## TASK DETAILS:
Count how many rows below contain the word "utility", and reply with only that number.

• • • • •

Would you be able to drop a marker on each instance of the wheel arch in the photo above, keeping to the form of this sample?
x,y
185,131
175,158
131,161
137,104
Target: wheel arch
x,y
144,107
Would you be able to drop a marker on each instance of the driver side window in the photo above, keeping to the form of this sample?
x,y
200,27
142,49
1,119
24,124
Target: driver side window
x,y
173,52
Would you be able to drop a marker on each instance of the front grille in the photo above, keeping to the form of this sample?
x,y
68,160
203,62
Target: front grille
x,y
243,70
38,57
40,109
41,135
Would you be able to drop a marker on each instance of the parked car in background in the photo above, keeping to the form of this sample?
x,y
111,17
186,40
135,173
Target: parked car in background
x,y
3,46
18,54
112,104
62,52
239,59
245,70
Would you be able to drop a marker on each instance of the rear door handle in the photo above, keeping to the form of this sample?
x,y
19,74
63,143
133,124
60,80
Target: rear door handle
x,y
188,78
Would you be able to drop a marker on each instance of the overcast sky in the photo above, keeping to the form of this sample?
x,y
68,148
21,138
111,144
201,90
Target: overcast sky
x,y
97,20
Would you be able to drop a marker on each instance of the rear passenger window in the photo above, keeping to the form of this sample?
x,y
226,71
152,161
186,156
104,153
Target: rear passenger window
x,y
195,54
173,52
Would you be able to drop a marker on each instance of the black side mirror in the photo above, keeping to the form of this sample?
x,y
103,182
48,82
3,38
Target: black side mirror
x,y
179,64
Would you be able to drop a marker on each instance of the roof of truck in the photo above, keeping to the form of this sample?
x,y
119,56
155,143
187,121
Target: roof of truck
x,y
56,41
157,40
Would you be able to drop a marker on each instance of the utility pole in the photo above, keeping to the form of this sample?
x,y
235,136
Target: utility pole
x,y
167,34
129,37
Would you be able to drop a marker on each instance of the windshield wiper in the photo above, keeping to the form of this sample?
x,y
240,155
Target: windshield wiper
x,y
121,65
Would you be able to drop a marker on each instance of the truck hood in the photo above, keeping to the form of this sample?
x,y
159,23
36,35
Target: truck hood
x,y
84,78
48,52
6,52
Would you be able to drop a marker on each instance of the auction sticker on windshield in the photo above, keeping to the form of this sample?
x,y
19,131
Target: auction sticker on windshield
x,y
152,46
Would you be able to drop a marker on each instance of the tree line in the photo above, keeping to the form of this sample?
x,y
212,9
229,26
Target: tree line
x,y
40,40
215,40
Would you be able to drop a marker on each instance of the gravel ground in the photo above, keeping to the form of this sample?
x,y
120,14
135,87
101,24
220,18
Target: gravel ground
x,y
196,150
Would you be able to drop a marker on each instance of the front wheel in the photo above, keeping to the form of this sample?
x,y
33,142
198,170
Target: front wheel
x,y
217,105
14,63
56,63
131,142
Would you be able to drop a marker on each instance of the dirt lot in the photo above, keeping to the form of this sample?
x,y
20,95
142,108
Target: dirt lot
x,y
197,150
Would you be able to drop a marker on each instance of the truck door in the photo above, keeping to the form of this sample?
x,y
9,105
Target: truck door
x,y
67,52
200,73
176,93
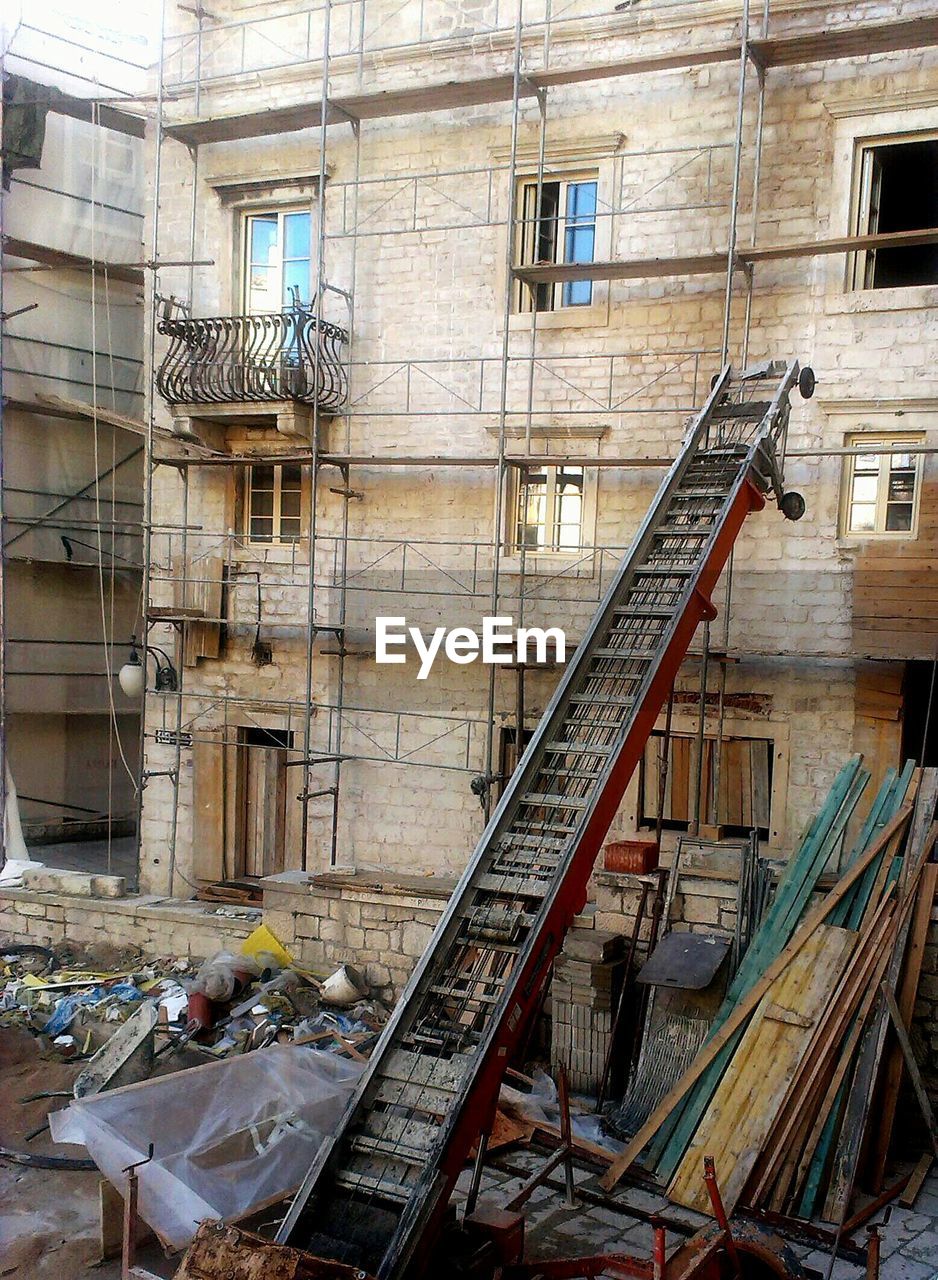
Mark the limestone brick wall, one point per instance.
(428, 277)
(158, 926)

• • • • •

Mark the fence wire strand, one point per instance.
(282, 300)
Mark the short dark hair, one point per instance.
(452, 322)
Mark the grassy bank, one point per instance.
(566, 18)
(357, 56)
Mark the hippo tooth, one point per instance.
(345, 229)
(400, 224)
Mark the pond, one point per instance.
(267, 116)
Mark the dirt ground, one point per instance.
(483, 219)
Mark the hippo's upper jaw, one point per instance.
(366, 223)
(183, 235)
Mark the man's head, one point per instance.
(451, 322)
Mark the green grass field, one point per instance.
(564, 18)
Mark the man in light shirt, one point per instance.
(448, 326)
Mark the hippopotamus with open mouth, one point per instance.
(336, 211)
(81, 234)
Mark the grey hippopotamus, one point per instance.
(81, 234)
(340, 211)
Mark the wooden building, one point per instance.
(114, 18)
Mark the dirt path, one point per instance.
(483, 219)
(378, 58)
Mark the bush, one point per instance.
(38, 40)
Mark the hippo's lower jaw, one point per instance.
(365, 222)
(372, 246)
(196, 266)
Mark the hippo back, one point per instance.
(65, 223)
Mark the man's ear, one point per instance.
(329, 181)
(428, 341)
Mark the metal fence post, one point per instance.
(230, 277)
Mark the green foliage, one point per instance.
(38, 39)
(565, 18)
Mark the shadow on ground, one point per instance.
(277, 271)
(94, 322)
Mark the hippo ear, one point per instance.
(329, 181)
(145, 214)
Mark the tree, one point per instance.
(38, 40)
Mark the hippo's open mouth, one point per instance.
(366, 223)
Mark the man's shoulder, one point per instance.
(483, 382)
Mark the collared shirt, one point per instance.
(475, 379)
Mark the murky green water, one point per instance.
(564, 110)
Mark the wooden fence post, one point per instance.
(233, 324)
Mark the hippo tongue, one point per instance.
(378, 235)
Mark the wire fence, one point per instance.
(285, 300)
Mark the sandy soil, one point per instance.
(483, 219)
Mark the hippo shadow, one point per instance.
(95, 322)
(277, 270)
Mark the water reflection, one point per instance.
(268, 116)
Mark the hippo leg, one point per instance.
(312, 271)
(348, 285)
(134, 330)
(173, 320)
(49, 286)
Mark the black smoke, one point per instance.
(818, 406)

• • • • •

## RESPONSE TO THIS TASK:
2